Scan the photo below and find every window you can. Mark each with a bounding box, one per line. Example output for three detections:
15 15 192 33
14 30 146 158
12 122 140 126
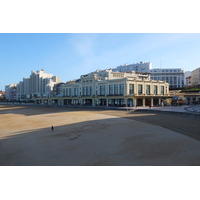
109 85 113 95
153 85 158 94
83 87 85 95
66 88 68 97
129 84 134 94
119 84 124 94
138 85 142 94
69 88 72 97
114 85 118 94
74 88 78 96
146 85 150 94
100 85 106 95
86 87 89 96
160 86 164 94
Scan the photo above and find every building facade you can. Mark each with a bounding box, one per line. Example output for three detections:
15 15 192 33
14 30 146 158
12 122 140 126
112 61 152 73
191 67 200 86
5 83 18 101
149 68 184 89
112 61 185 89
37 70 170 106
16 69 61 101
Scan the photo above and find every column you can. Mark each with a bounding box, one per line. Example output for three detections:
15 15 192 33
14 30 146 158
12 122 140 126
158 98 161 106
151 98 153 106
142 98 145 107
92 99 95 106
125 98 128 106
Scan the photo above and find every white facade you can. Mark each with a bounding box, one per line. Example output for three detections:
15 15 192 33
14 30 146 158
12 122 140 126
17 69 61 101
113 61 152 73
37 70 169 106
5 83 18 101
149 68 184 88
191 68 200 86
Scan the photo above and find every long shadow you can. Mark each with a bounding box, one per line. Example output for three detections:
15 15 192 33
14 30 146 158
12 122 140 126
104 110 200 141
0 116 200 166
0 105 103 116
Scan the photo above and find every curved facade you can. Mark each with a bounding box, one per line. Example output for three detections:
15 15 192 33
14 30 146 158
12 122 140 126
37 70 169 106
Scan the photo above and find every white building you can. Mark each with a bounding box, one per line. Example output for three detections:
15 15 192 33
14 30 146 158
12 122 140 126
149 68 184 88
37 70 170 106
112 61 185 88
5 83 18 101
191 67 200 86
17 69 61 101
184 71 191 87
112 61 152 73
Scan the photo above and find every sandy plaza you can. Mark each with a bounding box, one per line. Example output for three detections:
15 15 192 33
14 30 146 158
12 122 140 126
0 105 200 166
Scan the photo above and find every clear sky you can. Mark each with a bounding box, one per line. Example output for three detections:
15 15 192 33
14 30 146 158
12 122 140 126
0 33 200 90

Exercise instructions.
Lay out as a numbered list the part of the rows above that opens with the line containing "Scan the photo above and find every white facade" and closes with the line containing "0 105 103 116", both ends included. Leave out any blank lines.

Solution to the exercise.
1. Scan the photo above and find every white facade you can. Mark each with a bounding box, one per line. Example output for three detections:
2. 15 15 192 33
3. 14 30 146 158
4. 12 122 140 126
5. 17 69 61 101
6. 113 61 152 73
7. 37 70 169 106
8. 5 83 18 101
9. 149 68 184 88
10. 191 68 200 86
11. Scan the photo above and find every long shadow you can. Mark each with a bounding box, one per line. Example output for three detections:
12. 15 15 192 33
13. 14 30 146 158
14. 12 122 140 126
15. 104 110 200 141
16. 0 116 200 166
17. 0 105 103 116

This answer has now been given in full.